* Exercise aim: From the article below on "The Plandemic" video, reproduce word for word the passage starting at "If you’ve seen" and ending at "already been debunked.".

* Excerpt to read:
== Segment start ==

If you’ve seen “The Plandemic” video on your social media feed, you’re not the only one, despite multiple platforms trying to stop its spread. While it looks like your typical, professional new interview, it’s a carefully crafted video that shares false information about the coronavirus — information that has already been debunked.
Judy Mikovits is featured in the video, claiming to have worked with Dr. Anthony Fauci to gain credibility. Before providing COVID-19 misinformation, Mikovits was known in the anti-vaccination community. In “The Plandemic,” Mikovits discusses conspiracy theories about the coronavirus pandemic, from its origins and treatments to government action.
“Now, as the fate of nations hang in the balance, Dr. Mikovits is naming names of those behind the plague of corruption that places all human life in danger,” says the narrator of the 30-minute video.
The video is going viral just days after its initial publication, from being promoted within anti-vaccination groups to being shared by minor celebrities.
Who Is Judy Mikovits?

Buzzfeed News reports on Mikovits’ long, problematic professional past. In 2009, she published a study on chronic fatigue syndrome that was retracted because it couldn’t be replicated. She was fired from her job at the Whittemore Peterson Institute and brought up on criminal charges for theft of computer data and property.
In the video, she touches on this with her own view — that she was silenced and held in jail with no charges. However, she was actually arrested for taking lab materials and a computer and released from jail when the institute chose not to press charges.
And in 2014, she wrote a book claiming that Dr. Fauci personally barred her from the National Institute of Health premises, which he denied to fact-checking site Snopes.
It’s her calm and collected composure that makes her stand apart from the typical image of a screaming, crazed conspiracy theorist. Her recently published book, Plague of Corruption: Restoring Faith in the Promise of Science, is now an Amazon bestseller as a result of the viral video.
The Plandemic Documentary, Debunked

The documentary offers dangerous advice to viewers, including that wearing a mask and washing hands increases the risk of getting the coronavirus. The ties to anti-vaccination advocacy shine through as it mentions that the virus is a cover for a plot to control people through vaccines.
Mikovits suggests that you can get COVID-19 from flu vaccines, using results from a study conducted in January of this year. However, the “coronavirus” the study said it was linked to was actually the common cold and not COVID-19, the virus behind the current pandemic. The study mentioned was based on a single flu season and has no evidence of COVID-19 specifically.
Brian Vastag, a former science reporter at The Washington Post who covered the retraction of Mikovits’ paper spoke to NBC News about the viral video. He emphasized that using “discredited science and feel-good lies,” like the ones presented in the video, to make sense of the pandemic is dangerous.
Vastag said, “People are scared. People are dying at an alarming rate. They want answers; an easy out. They want to say somebody caused it,” he said. “But it’s very dangerous. If Americans don’t think it’s transmissible, it’s going to make this worse. And sick people, disabled people and older people are who it’ll hurt the most.”

== Segment end ==

* Excerpted data:
== Segment start ==

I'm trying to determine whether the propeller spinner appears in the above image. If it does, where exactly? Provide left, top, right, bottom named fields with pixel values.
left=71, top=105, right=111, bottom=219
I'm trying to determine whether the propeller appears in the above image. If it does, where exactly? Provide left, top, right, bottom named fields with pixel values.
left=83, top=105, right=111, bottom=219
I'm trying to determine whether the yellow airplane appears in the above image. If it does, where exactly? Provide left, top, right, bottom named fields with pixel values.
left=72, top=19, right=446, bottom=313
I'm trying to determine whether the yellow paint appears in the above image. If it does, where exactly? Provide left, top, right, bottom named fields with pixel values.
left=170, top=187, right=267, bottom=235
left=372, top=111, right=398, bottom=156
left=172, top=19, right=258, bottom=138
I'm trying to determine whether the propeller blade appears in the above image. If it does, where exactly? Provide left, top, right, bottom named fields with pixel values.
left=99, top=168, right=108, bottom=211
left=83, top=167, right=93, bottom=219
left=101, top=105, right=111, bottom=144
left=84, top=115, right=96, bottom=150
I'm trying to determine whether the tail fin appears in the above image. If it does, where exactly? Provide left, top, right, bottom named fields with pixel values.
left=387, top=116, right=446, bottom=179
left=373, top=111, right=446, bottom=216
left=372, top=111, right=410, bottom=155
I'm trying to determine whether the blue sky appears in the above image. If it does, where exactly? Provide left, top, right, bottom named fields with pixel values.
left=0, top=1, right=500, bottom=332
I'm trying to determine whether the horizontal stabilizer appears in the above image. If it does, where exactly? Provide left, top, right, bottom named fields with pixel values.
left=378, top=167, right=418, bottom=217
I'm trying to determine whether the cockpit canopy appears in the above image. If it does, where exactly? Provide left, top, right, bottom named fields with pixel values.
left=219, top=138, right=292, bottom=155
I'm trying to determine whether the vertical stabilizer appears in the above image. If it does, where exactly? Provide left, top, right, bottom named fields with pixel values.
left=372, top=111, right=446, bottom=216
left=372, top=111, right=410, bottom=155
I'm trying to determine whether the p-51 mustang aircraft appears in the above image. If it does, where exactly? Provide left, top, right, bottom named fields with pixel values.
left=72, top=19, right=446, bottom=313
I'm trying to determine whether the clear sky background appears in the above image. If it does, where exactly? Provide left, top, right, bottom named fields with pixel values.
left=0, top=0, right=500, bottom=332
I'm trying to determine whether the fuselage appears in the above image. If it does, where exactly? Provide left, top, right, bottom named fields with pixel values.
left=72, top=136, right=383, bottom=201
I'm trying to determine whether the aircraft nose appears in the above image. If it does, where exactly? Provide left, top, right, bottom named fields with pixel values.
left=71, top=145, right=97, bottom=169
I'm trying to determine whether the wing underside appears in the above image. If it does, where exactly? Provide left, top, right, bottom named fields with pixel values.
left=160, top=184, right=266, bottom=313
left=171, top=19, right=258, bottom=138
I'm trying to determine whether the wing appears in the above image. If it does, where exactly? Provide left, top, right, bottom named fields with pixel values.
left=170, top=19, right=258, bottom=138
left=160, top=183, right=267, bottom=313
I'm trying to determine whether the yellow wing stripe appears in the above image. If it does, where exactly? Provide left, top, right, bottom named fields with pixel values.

== Segment end ==

* Output for this exercise:
If you’ve seen “The Plandemic” video on your social media feed, you’re not the only one, despite multiple platforms trying to stop its spread. While it looks like your typical, professional new interview, it’s a carefully crafted video that shares false information about the coronavirus — information that has already been debunked.